EXERCISE TEXT:

-- Opening Marker --

One of New York’s most well-known nicknames is “The City That Never Sleeps,” that’s nothing new to be sure. But what is new is recent data shows just how much sleeplessness is rampant in the Big Apple.
Sleep technology company Eight studied sleep data from more than 20,000 users and learned that New Yorkers spend an average of two hours and 51 minutes awake in bed on weeknights, giving them a sleep efficiency (percentage of time spent asleep) of 70 percent.
Comparatively, Eight users in San Francisco are awake in bed two hours and 19 minutes, or 74 percent sleep efficiency, while those in Los Angeles are awake two hours and 18 minutes, or 77 percent. Ideal sleep efficiency is between 85 and 90 percent.
“This data from Eight is just unprecedented in potential to understand the sleep behavior of a large population of people in their own homes, their own beds,” said Dr. Craig Heller, a Stanford biology professor and member of Eight’s scientific advisory board. “This is a wealth of data that has not been available to sleep researchers ever before. I think we’re seeing just the tip of the iceberg.”
What makes Eight’s sleeplessness data so valuable is it’ll allow researchers to “do correlations between the best and worst sleepers and the characteristics in their lives,” Heller said.
He refers to things we’re likely all guilty of, such as cutting our sleep short during the week only to sleep in on our much-needed weekends.
“It’s impossible to make up the deficits that are caused by short sleep during the week with just sleeping in on the weekends,” Heller said, debunking that sleep myth once and for all.
“Sleep is when we consolidate our learning and memory,” he explained. “That’s when we store the important information that we acquire during the day and transfer it to our long-term memory. You can’t just pay that all by just by sleeping extra a few days later.”
What’s contributing to New Yorkers’ sleeplessness?
It’s no surprise work is the No. 1 reason for sleeplessness in New York City, Heller said, “but in addition, social interactions, which people shouldn’t give up, and by our access to entertainment sources.”
That includes phones, computers and TVs, whose bright light “delays our circadian rhythm and clock, and that means the brain is not telling us to go to sleep when it should be telling us to go to sleep,” Heller said.
How to combat sleeplessness
Here are some tips from Heller on how to battle sleeplessness:
• Have a real definition of sleep time. “Not just going to bed with everything and when you happen to get sleepy, you fall asleep. Having a set sleep time,” he urged.
• Don’t take work to bed. “Or your entertainment,” Heller added. “Well, there is one exception there, but that actually contributes to sleep.”
• If you live in a studio or have roommates, your room might double as your office, so “the best thing to do is close your laptop and turn off your desk light at a certain time,” Heller said.
• And, since noisy neighbors can contribute to sleeplessness, Heller also suggest noise-blocking earphones or earplugs and white-noise machines.

-- Closing Marker --

RECORDS SHOWN:
-- Opening Marker --

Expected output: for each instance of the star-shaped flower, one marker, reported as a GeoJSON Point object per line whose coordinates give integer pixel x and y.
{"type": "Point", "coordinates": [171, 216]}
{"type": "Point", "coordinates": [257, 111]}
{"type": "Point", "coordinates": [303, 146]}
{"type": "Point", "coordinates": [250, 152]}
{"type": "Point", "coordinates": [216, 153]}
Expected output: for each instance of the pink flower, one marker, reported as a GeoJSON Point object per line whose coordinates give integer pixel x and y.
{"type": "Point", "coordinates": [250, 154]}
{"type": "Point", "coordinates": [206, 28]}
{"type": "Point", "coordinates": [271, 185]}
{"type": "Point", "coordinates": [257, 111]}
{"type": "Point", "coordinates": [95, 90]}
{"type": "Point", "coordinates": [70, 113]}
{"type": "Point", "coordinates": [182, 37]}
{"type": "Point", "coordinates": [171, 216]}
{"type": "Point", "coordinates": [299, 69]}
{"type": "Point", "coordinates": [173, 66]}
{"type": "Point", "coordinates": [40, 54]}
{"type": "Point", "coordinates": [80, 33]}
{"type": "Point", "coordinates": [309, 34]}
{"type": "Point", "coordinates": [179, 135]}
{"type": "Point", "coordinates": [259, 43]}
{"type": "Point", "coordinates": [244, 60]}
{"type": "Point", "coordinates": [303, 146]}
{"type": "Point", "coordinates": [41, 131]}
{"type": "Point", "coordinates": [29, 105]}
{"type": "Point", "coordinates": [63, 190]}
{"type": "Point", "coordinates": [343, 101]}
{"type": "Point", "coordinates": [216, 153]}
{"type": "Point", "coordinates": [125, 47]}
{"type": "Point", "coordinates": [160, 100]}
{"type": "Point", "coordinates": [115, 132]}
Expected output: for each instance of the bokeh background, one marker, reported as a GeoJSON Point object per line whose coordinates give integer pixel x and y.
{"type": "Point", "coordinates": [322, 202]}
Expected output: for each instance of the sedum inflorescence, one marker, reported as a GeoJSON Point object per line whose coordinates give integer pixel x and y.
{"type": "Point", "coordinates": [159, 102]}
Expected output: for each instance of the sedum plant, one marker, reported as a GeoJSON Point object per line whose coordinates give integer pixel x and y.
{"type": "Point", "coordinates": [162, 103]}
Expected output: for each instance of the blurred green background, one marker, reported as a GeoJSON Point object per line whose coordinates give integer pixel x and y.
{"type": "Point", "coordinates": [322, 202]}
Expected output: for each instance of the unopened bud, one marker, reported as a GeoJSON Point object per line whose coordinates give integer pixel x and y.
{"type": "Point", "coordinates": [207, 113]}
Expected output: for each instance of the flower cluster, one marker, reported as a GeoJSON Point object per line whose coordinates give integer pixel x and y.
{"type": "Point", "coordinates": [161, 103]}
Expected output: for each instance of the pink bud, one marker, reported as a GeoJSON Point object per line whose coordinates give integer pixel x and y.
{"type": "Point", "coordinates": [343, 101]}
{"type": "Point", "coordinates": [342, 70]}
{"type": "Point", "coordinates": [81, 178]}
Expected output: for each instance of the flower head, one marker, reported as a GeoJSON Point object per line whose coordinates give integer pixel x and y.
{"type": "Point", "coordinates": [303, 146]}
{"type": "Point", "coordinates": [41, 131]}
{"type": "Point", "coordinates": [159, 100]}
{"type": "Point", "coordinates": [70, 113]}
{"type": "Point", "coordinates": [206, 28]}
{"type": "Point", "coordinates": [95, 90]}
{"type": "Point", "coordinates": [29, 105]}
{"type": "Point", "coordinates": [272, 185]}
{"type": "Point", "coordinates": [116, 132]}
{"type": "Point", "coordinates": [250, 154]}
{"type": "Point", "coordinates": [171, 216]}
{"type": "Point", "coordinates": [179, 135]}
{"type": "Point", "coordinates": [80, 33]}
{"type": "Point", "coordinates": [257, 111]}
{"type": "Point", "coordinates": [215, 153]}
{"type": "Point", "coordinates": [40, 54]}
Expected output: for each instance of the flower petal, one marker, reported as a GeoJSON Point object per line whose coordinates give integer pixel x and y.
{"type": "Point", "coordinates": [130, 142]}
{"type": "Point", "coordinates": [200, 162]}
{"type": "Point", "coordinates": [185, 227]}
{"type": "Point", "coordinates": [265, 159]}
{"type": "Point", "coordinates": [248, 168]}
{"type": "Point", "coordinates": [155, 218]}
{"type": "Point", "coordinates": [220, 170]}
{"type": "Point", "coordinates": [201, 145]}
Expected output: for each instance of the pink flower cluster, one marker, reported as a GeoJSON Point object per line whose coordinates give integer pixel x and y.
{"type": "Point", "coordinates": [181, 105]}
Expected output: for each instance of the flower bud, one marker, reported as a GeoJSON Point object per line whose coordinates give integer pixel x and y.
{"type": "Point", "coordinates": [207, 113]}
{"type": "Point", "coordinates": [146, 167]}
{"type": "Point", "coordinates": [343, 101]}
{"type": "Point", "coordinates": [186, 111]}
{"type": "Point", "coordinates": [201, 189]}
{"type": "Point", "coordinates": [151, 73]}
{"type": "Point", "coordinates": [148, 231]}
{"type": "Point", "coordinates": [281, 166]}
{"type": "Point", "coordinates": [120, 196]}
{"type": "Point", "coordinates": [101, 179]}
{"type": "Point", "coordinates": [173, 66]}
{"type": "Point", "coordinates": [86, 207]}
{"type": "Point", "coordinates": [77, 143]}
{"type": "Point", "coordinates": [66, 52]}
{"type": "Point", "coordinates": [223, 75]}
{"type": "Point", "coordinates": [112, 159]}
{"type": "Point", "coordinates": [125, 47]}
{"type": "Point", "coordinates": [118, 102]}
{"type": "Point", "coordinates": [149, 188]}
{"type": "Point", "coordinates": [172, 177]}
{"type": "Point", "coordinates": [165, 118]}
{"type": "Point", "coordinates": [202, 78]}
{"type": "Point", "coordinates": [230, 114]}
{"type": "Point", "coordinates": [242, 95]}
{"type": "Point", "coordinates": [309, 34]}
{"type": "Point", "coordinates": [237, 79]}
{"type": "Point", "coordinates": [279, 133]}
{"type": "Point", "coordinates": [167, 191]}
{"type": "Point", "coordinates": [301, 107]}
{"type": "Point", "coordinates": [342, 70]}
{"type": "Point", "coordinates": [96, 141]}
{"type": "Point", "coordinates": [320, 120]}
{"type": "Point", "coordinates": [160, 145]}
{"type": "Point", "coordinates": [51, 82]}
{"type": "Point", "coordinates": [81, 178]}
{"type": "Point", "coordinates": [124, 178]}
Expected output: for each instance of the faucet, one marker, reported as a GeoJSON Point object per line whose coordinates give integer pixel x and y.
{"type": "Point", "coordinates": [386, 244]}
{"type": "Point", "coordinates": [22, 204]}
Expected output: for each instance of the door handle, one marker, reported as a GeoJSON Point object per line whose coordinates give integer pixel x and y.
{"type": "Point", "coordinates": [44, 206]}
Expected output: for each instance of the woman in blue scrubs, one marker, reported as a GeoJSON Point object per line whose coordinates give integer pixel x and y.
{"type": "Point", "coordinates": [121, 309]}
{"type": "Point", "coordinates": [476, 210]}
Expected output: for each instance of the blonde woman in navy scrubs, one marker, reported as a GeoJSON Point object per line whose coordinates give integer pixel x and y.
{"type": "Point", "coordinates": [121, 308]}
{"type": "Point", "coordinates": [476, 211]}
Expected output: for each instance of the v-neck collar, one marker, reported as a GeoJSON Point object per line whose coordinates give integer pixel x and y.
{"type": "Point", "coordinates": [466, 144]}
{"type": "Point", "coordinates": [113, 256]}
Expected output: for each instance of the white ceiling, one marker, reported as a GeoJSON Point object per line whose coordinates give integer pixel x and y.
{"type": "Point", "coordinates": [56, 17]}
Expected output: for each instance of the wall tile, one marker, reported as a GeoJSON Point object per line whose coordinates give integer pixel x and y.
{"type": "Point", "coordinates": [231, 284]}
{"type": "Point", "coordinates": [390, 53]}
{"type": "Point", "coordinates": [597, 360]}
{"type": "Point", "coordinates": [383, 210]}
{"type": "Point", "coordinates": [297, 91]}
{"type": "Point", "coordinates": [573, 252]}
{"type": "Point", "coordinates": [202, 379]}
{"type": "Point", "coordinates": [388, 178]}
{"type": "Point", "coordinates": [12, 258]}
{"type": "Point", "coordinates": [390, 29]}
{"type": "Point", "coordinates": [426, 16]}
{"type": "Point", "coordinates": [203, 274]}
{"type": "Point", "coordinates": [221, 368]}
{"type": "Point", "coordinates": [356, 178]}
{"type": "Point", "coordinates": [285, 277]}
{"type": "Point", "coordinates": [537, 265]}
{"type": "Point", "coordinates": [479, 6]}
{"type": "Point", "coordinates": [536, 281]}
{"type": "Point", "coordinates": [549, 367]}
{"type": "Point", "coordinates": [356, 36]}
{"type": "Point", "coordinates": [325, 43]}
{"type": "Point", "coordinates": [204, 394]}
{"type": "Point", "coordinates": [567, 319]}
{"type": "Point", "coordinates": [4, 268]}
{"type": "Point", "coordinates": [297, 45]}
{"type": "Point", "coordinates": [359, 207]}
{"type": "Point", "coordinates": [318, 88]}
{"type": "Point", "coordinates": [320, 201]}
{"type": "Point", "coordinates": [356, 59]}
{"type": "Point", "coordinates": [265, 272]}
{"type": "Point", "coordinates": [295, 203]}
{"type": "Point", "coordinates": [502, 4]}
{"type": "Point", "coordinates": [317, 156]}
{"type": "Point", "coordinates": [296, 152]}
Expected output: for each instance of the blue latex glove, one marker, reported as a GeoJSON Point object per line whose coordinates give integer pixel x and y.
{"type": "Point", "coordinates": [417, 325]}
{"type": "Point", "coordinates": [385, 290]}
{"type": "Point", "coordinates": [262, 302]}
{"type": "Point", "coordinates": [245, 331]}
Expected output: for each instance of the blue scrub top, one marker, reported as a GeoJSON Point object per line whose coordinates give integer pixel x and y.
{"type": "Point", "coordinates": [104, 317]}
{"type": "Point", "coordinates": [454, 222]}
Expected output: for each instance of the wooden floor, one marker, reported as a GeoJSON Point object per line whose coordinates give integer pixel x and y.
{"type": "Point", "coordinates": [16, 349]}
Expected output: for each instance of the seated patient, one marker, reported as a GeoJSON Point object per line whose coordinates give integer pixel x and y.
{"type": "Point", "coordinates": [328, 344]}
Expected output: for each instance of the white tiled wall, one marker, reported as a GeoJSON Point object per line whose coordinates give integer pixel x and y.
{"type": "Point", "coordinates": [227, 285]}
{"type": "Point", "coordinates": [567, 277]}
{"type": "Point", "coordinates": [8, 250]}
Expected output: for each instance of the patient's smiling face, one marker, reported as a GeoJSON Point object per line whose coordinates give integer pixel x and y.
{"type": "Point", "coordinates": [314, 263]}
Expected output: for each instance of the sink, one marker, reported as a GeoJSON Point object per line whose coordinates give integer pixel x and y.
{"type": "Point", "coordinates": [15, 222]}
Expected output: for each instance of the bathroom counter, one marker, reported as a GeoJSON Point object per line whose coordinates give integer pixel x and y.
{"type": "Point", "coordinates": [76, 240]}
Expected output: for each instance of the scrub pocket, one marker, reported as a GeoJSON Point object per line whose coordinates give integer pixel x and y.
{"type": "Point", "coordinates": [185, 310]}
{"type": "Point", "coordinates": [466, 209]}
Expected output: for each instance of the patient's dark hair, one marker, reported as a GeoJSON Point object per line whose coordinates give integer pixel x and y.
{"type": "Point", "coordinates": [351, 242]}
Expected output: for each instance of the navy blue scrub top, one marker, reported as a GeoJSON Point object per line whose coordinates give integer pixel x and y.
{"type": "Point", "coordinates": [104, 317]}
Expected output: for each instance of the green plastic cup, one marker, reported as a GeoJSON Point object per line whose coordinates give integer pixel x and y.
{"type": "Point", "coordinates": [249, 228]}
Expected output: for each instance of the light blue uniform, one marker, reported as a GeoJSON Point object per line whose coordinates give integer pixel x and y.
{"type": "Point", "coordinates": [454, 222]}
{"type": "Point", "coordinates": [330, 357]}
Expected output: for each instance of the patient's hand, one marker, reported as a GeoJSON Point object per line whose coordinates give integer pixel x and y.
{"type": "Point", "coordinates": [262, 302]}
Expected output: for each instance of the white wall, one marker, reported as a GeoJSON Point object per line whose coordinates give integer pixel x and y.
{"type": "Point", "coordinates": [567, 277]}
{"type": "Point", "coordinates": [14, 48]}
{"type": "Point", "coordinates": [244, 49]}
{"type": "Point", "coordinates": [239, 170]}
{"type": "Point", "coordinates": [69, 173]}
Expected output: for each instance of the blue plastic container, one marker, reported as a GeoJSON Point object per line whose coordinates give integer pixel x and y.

-- Closing Marker --

TASKS FOR THIS EXERCISE:
1. In the article on sleeplessness in New York, transcribe the stretch from "Comparatively, Eight users" through "and 90 percent." word for word.
2. According to the article on sleeplessness in New York, what range counts as ideal sleep efficiency?

RESPONSES TO THE TASKS:
1.
Comparatively, Eight users in San Francisco are awake in bed two hours and 19 minutes, or 74 percent sleep efficiency, while those in Los Angeles are awake two hours and 18 minutes, or 77 percent. Ideal sleep efficiency is between 85 and 90 percent.

2. Between 85 and 90 percent.